**Directions:** Please return all of the records verbatim, with the pictures omitted.

★ ★ ★ ★ ★ ★ ★

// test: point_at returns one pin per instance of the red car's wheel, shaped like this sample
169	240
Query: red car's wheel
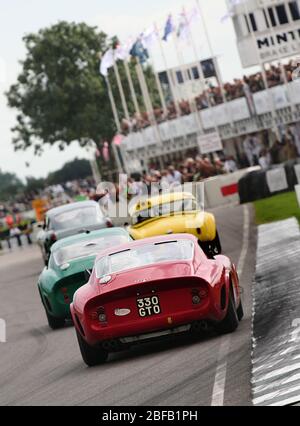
240	311
91	356
231	321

★ ★ ★ ★ ★ ★ ★

**Written response:**
// test: point_at returns one pin per instance of the red car's wheel, shaped like this sample
169	240
Query: red car's wheel
240	311
91	356
231	321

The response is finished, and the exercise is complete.